REQUIREMENT = For each statement, decide whether it agrees with the passage on children's statistical thinking, answering yes or no and quoting the words from the passage that decide it: (a) the framework for statistical thinking had four components; (b) the framework was validated after interviews with 20 students in grades 1 to 5 in the USA; (c) Nisbet found categorical data harder than numerical data for primary students to organise.

DOCUMENT EXTRACT =
Jones et al. (1997, 1999, 2000) interviewed eight Year 3 students and 4 students from each of Years 1 to 5 and used the SOLO model to develop a framework for probabilistic thinking. Following this study, Jones et al. (2000) hypothesised a framework for characterising children’s statistical thinking more broadly with four components—describing data displays, organising and reducing data, representing data, and analysing and interpreting data—each having four levels of response based on SOLO. This framework was validated and slightly modified following interviews with 20 students across grades 1 to 5 in the USA. Nisbet (2002; Nisbet et al., 2003) used this framework to consider the differences and difficulties that students had representing categorical and numerical data, finding that numerical data were more difficult for students in primary years to organise.

DATASET CONTENT =
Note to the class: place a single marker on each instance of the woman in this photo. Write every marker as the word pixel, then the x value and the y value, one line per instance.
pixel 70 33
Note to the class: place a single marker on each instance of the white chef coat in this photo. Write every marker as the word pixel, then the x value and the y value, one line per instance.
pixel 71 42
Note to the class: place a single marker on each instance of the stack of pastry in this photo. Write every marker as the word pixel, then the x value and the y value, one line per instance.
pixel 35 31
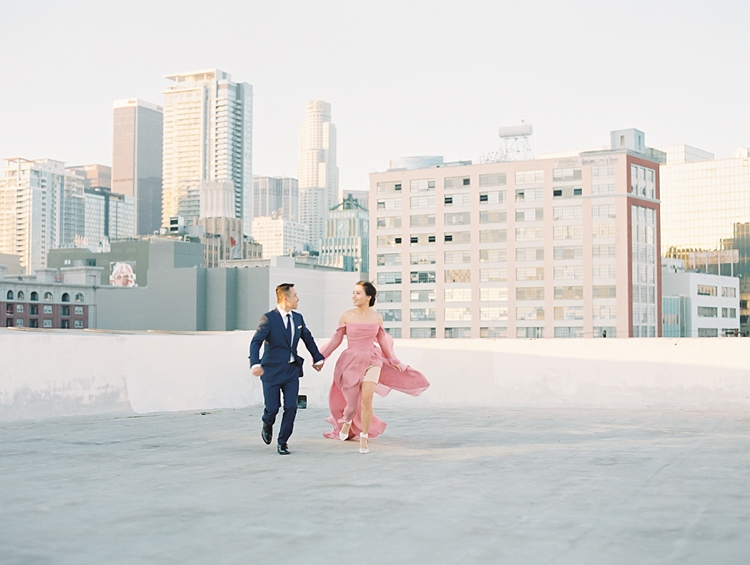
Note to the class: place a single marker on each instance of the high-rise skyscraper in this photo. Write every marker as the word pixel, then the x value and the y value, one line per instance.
pixel 559 247
pixel 318 172
pixel 41 207
pixel 276 196
pixel 137 160
pixel 207 139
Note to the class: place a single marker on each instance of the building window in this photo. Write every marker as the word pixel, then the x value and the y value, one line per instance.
pixel 492 179
pixel 389 278
pixel 568 312
pixel 575 331
pixel 389 296
pixel 393 315
pixel 457 333
pixel 458 314
pixel 422 333
pixel 493 332
pixel 457 275
pixel 389 259
pixel 422 314
pixel 728 292
pixel 423 295
pixel 493 293
pixel 529 293
pixel 458 295
pixel 492 255
pixel 418 277
pixel 531 333
pixel 707 312
pixel 530 313
pixel 422 185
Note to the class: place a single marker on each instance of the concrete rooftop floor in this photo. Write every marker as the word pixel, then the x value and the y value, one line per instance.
pixel 439 487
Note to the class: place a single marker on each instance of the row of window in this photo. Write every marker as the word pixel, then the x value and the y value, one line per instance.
pixel 46 309
pixel 34 296
pixel 46 323
pixel 708 290
pixel 499 332
pixel 713 312
pixel 496 235
pixel 456 314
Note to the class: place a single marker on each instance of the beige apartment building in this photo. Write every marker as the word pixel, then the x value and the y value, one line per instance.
pixel 565 246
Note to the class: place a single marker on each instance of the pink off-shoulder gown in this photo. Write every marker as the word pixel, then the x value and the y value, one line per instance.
pixel 368 344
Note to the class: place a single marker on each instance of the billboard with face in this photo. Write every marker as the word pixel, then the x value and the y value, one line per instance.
pixel 122 273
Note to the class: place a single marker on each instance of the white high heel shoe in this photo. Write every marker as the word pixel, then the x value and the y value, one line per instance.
pixel 344 435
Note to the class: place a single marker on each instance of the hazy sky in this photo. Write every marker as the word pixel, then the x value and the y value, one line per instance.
pixel 403 77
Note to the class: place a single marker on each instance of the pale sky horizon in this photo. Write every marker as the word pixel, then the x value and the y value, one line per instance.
pixel 403 78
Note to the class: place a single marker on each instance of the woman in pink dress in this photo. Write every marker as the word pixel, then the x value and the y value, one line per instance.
pixel 368 365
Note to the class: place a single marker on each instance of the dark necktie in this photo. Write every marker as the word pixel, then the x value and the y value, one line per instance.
pixel 291 329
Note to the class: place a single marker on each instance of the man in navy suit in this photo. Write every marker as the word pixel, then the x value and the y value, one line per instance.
pixel 281 368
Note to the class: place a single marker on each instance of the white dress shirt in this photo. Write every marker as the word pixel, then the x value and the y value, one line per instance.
pixel 284 315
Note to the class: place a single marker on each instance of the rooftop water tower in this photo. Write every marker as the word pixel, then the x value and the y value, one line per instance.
pixel 515 145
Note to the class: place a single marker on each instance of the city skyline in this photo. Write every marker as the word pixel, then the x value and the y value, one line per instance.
pixel 380 76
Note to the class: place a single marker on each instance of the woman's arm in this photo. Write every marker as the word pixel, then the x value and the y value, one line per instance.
pixel 336 338
pixel 386 345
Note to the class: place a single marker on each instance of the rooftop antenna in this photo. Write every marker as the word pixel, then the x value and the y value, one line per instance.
pixel 515 145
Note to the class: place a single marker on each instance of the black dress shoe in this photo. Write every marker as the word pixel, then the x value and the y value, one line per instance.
pixel 266 433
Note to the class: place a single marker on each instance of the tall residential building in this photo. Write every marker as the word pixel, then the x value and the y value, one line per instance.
pixel 41 207
pixel 94 176
pixel 346 244
pixel 279 236
pixel 137 160
pixel 556 247
pixel 702 304
pixel 207 139
pixel 318 173
pixel 108 216
pixel 223 241
pixel 276 195
pixel 702 199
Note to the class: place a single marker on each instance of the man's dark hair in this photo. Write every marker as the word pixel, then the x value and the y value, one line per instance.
pixel 370 291
pixel 283 290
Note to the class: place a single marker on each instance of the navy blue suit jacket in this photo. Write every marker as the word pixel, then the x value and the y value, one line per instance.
pixel 278 349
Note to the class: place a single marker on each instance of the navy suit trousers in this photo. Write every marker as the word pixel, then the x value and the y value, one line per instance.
pixel 286 382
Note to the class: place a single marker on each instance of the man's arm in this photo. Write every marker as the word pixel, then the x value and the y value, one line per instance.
pixel 307 337
pixel 261 333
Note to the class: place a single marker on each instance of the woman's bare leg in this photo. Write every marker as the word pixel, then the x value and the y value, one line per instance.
pixel 368 390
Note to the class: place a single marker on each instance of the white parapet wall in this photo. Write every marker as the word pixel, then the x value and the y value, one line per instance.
pixel 51 373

EXERCISE RESPONSE =
(a) Yes: "four components—describing data displays, organising and reducing data, representing data, and analysing and interpreting data"
(b) Yes: "This framework was validated and slightly modified following interviews with 20 students across grades 1 to 5 in the USA"
(c) No: "finding that numerical data were more difficult for students in primary years to organise"